> [Work order] Take the listing below and output it exactly, with no images.

-- Opening Marker --

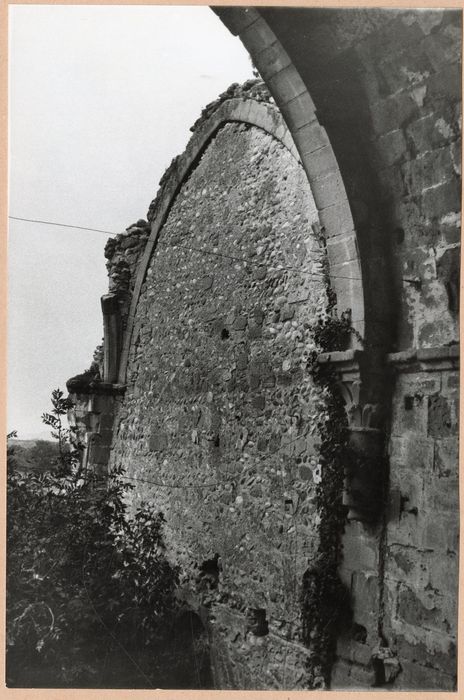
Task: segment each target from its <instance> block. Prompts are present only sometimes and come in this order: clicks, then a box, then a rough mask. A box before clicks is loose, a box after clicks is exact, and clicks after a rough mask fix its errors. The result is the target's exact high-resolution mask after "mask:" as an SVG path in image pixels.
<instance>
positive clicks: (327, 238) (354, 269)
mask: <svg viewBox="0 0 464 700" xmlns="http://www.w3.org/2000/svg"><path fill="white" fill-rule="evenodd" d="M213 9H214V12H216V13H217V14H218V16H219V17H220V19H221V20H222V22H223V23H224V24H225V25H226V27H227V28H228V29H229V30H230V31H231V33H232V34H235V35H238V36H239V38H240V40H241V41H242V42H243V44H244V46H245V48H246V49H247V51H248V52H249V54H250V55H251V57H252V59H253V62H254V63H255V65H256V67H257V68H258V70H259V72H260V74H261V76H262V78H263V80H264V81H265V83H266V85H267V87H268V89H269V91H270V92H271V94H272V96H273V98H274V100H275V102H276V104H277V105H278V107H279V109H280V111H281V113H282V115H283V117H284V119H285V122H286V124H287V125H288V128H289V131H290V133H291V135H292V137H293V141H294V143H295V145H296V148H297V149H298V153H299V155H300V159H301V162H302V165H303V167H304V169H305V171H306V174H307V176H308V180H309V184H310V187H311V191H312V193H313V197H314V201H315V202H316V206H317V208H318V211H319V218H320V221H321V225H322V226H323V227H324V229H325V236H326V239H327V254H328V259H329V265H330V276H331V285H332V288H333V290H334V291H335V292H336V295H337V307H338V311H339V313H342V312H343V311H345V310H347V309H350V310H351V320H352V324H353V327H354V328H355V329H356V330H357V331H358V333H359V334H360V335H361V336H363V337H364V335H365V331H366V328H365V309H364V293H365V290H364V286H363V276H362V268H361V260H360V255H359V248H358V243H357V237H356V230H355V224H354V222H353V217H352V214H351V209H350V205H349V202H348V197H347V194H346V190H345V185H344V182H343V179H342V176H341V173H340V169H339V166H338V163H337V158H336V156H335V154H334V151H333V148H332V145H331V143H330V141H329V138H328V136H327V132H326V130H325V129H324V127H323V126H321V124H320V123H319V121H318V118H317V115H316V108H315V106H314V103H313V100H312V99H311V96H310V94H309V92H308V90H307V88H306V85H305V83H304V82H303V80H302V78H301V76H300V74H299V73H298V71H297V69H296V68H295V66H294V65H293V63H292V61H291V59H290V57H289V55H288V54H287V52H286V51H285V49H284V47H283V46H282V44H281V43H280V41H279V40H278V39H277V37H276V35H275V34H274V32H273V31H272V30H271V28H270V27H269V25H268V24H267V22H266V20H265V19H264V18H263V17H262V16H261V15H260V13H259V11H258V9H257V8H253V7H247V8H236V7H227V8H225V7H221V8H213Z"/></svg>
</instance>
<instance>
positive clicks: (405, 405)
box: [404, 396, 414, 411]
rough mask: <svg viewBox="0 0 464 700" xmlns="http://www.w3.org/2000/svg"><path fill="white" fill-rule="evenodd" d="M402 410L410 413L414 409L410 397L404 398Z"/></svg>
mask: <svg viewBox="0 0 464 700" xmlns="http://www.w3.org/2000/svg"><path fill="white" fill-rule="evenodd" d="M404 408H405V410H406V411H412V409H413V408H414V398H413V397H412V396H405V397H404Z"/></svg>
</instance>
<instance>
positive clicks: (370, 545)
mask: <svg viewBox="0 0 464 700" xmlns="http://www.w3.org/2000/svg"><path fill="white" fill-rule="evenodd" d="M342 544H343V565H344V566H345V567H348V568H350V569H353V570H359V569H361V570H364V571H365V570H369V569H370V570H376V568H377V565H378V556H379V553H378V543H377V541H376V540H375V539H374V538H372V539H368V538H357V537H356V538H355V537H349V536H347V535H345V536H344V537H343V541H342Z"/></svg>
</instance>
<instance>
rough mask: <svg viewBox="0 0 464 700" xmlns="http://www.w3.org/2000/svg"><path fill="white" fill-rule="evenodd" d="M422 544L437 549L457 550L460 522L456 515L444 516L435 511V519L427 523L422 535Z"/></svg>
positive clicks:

-- Closing Marker --

> [Task solution]
Task: segment each target from its <instance> block. Prompts are present only sometimes and come in this order: clicks, then a box, then a rough mask. A box before clicks is loose, a box after clicks is exact, and clicks after a rough mask fix its errors. The result is the target's exact high-resolution mask after "mask:" as an SVG path in image pixels.
<instance>
positive clicks: (327, 238) (354, 269)
mask: <svg viewBox="0 0 464 700" xmlns="http://www.w3.org/2000/svg"><path fill="white" fill-rule="evenodd" d="M213 9H214V12H216V13H217V14H218V16H219V17H220V19H221V20H222V22H223V23H224V24H225V25H226V27H227V28H228V29H229V30H230V31H231V33H232V34H235V35H238V36H239V38H240V40H241V41H242V42H243V44H244V46H245V48H246V49H247V51H248V52H249V54H250V55H251V57H252V59H253V62H254V63H255V65H256V67H257V68H258V70H259V72H260V74H261V76H262V78H263V80H264V81H265V83H266V85H267V87H268V89H269V91H270V92H271V94H272V96H273V98H274V100H275V102H276V104H277V105H278V107H279V109H280V111H281V113H282V115H283V117H284V119H285V122H286V124H287V125H288V128H289V131H290V133H291V135H292V137H293V141H294V143H295V145H296V148H297V149H298V153H299V155H300V159H301V162H302V165H303V167H304V169H305V171H306V174H307V176H308V180H309V184H310V187H311V191H312V193H313V197H314V201H315V202H316V206H317V208H318V211H319V218H320V221H321V225H322V226H323V227H324V229H325V236H326V239H327V254H328V259H329V265H330V276H331V285H332V288H333V290H334V291H335V292H336V295H337V307H338V311H339V313H342V312H343V311H345V310H347V309H350V310H351V320H352V324H353V327H354V328H355V329H356V330H357V331H358V333H359V334H360V335H361V336H363V337H364V335H365V331H366V328H365V309H364V293H365V290H364V286H363V276H362V268H361V260H360V255H359V248H358V243H357V237H356V230H355V224H354V222H353V217H352V214H351V209H350V205H349V202H348V197H347V194H346V190H345V185H344V182H343V179H342V176H341V173H340V169H339V166H338V163H337V158H336V156H335V154H334V151H333V148H332V145H331V143H330V141H329V138H328V136H327V132H326V130H325V129H324V127H323V126H321V124H320V123H319V121H318V118H317V115H316V108H315V106H314V103H313V100H312V99H311V96H310V94H309V92H308V90H307V88H306V85H305V83H304V82H303V80H302V78H301V76H300V74H299V73H298V71H297V69H296V68H295V66H294V65H293V63H292V61H291V59H290V57H289V55H288V54H287V52H286V51H285V49H284V47H283V46H282V44H281V43H280V41H279V40H278V39H277V37H276V35H275V34H274V32H273V31H272V30H271V28H270V27H269V25H268V24H267V22H266V20H265V19H264V18H263V17H262V16H261V15H260V13H259V11H258V9H257V8H253V7H247V8H236V7H227V8H225V7H221V8H213Z"/></svg>
</instance>
<instance>
positive clicks: (405, 405)
box: [404, 396, 414, 411]
rough mask: <svg viewBox="0 0 464 700" xmlns="http://www.w3.org/2000/svg"><path fill="white" fill-rule="evenodd" d="M402 410L410 413L414 409L410 397L404 398Z"/></svg>
mask: <svg viewBox="0 0 464 700" xmlns="http://www.w3.org/2000/svg"><path fill="white" fill-rule="evenodd" d="M404 408H405V410H406V411H412V409H413V408H414V398H413V397H412V396H405V397H404Z"/></svg>
</instance>
<instance>
positive clicks: (370, 545)
mask: <svg viewBox="0 0 464 700" xmlns="http://www.w3.org/2000/svg"><path fill="white" fill-rule="evenodd" d="M342 544H343V565H344V566H345V567H348V568H350V569H353V570H359V569H361V570H364V571H365V570H369V569H370V570H376V568H377V565H378V556H379V553H378V543H377V541H376V540H375V539H374V538H372V539H368V538H357V537H356V538H355V537H349V536H347V535H345V536H344V537H343V541H342Z"/></svg>
</instance>
<instance>
rough mask: <svg viewBox="0 0 464 700" xmlns="http://www.w3.org/2000/svg"><path fill="white" fill-rule="evenodd" d="M422 544L437 549L457 550L460 522L456 515L444 516L435 511V519L427 523L422 535Z"/></svg>
positive clicks:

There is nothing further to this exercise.